▶ [Directions for this task]
Please state how many lines in the records that follow include "windshield", with no other output.

▶ [Stored data entries]

====

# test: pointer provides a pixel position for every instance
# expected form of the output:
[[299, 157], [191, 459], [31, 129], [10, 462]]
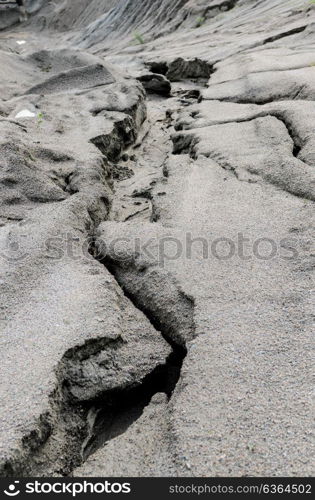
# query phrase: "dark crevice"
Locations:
[[291, 32], [220, 7], [118, 410], [124, 408]]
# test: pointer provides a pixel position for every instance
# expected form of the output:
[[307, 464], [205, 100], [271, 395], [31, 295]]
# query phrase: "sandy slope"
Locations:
[[157, 260]]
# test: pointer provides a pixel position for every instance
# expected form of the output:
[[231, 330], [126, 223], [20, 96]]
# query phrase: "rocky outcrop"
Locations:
[[157, 219]]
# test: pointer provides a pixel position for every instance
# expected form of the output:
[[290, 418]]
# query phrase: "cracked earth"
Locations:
[[157, 188]]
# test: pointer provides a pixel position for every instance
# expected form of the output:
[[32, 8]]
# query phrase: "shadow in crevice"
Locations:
[[123, 408]]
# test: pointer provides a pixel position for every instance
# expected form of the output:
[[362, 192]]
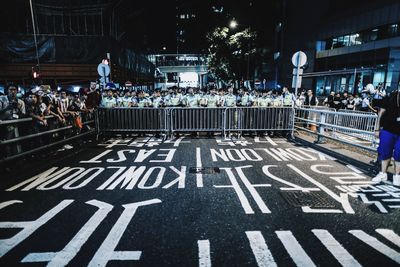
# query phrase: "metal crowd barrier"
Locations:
[[353, 128], [18, 146], [171, 120], [259, 119], [131, 120], [196, 119]]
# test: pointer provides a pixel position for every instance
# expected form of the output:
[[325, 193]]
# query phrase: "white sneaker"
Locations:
[[396, 179], [380, 177]]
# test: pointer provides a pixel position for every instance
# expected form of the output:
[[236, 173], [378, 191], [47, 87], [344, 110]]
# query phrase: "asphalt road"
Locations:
[[197, 202]]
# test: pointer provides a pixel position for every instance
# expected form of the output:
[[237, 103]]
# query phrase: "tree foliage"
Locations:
[[228, 52]]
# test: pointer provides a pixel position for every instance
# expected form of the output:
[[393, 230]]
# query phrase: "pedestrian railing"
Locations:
[[196, 119], [353, 128], [131, 120], [174, 120], [22, 137]]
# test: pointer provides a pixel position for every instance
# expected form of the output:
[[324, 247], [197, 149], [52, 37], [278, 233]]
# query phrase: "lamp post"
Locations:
[[233, 24]]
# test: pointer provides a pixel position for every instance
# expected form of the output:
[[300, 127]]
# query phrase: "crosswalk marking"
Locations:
[[204, 253], [260, 249], [292, 246], [389, 235], [335, 248], [376, 244]]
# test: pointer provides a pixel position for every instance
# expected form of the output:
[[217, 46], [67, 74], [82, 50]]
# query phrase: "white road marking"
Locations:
[[257, 198], [96, 158], [354, 169], [29, 227], [376, 244], [335, 248], [376, 203], [63, 257], [9, 203], [308, 209], [342, 198], [235, 185], [295, 250], [293, 187], [204, 253], [260, 249], [199, 175], [106, 251], [389, 235]]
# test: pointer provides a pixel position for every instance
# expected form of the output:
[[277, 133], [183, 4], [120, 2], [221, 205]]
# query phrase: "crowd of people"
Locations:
[[194, 97], [369, 101], [48, 110]]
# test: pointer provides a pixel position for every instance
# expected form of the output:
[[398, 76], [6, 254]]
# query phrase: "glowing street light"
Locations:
[[233, 24]]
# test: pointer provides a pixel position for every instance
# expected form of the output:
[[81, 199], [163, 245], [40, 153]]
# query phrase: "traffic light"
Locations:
[[35, 73]]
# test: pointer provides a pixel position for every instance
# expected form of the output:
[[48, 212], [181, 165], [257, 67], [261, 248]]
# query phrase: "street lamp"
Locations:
[[233, 24]]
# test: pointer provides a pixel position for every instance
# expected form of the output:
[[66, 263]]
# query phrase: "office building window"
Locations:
[[393, 30], [368, 35]]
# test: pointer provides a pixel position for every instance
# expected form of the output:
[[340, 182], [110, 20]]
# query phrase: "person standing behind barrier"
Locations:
[[351, 103], [387, 129], [212, 99], [11, 108], [245, 99], [173, 99], [288, 98], [311, 101], [39, 122], [126, 100], [143, 101], [191, 99], [108, 101], [345, 98], [329, 100], [221, 98], [276, 99], [157, 100], [134, 101], [265, 100], [230, 98], [203, 99], [366, 103]]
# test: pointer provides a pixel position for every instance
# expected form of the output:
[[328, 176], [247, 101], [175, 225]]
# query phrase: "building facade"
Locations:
[[347, 48]]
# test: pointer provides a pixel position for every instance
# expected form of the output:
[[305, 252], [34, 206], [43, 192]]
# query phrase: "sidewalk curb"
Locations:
[[365, 167]]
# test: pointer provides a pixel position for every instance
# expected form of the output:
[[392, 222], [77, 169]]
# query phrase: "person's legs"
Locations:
[[387, 143], [396, 156]]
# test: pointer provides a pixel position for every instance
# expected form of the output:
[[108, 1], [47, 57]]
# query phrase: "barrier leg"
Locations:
[[321, 129]]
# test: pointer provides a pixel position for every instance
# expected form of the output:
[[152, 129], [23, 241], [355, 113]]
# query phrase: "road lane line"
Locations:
[[260, 249], [204, 253], [257, 198], [389, 235], [335, 248], [242, 197], [295, 250], [376, 244], [199, 175]]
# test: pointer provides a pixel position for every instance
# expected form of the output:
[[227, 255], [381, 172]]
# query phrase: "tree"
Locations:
[[229, 53]]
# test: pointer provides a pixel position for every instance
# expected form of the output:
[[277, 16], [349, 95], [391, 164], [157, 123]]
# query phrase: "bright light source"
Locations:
[[233, 24]]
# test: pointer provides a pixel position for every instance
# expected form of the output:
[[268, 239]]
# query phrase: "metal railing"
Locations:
[[353, 128], [131, 120], [174, 120], [24, 141]]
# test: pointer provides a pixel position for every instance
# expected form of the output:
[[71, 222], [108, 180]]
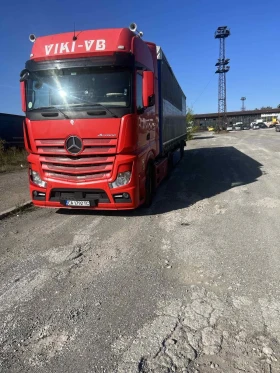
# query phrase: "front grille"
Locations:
[[98, 195], [94, 162]]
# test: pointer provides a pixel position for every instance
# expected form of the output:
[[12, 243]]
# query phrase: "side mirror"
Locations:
[[148, 89], [23, 96]]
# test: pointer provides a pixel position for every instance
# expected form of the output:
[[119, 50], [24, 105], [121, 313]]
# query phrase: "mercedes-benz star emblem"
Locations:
[[74, 144]]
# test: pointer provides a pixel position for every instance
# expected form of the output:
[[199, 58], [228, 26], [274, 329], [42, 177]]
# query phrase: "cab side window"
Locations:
[[139, 92]]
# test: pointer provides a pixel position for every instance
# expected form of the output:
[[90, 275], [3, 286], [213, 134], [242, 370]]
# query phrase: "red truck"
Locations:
[[104, 115]]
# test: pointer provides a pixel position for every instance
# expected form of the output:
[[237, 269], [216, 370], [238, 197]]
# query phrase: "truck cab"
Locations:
[[92, 120]]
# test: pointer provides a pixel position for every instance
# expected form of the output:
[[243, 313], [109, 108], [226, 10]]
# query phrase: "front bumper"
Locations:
[[97, 192], [100, 196]]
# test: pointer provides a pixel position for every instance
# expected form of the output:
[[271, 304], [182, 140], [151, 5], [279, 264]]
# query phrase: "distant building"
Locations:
[[247, 116], [11, 129]]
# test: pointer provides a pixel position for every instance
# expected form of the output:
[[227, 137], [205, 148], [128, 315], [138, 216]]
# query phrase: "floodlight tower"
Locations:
[[243, 103], [222, 33]]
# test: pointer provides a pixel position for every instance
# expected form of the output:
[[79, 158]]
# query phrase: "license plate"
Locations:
[[78, 203]]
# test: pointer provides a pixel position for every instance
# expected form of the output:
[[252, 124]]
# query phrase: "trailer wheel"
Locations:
[[182, 149], [149, 186]]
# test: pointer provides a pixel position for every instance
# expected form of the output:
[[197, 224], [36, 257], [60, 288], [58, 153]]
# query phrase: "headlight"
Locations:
[[35, 177], [122, 179]]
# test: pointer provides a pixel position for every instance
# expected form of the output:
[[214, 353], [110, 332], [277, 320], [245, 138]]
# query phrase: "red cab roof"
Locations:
[[88, 43]]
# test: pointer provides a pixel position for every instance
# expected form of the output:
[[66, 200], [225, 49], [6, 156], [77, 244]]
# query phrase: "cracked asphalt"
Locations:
[[189, 285]]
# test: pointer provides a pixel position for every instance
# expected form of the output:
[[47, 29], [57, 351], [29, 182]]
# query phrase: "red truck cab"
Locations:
[[92, 120]]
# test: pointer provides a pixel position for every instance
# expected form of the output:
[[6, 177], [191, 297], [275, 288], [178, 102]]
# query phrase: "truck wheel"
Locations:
[[182, 149], [149, 186]]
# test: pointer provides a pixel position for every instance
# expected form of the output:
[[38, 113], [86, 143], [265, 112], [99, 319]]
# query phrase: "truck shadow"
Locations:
[[202, 173]]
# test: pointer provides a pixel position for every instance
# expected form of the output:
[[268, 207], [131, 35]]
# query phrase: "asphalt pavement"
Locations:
[[189, 285]]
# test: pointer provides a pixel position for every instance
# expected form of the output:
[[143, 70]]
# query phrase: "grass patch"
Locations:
[[12, 159]]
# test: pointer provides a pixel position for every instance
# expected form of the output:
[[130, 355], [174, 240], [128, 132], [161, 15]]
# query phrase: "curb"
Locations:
[[15, 209]]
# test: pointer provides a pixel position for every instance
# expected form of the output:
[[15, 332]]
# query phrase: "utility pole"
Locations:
[[243, 103], [222, 33]]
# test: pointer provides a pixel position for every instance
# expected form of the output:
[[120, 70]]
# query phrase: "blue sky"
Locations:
[[184, 30]]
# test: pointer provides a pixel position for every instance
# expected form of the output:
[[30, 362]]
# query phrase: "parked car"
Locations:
[[262, 125], [238, 126], [229, 127]]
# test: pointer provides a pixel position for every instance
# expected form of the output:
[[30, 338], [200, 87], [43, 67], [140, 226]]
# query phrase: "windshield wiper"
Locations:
[[53, 107], [97, 104]]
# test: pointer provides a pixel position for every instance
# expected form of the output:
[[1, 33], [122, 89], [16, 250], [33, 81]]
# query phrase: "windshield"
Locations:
[[74, 87]]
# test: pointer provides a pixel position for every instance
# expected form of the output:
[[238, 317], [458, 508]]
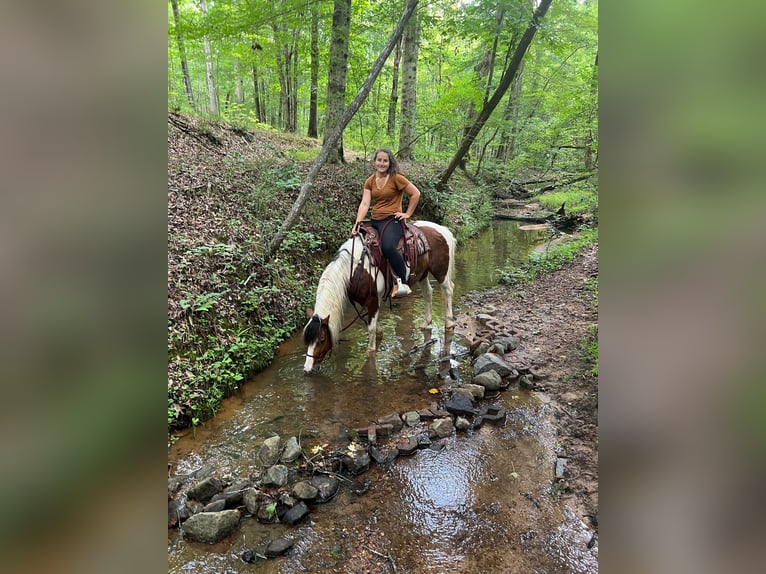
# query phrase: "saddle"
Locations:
[[413, 244]]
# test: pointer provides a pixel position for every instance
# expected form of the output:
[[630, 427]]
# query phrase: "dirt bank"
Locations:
[[552, 317]]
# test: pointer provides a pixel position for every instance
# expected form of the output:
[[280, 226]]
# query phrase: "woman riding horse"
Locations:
[[387, 188]]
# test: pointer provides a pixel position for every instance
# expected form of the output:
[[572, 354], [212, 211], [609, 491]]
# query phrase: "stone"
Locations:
[[491, 362], [459, 404], [269, 453], [291, 451], [462, 423], [442, 427], [490, 380], [356, 463], [250, 500], [304, 490], [211, 527], [394, 420], [296, 513], [412, 418], [278, 547], [477, 391], [215, 506], [327, 487], [276, 475], [509, 343], [205, 489]]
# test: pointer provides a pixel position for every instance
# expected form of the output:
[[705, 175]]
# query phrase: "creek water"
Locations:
[[484, 503]]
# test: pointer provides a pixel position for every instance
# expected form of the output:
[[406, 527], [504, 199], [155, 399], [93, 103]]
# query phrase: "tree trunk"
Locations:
[[394, 100], [589, 159], [336, 80], [409, 88], [336, 132], [182, 53], [212, 96], [313, 131], [505, 82]]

====

▶ [Solution to the problem]
2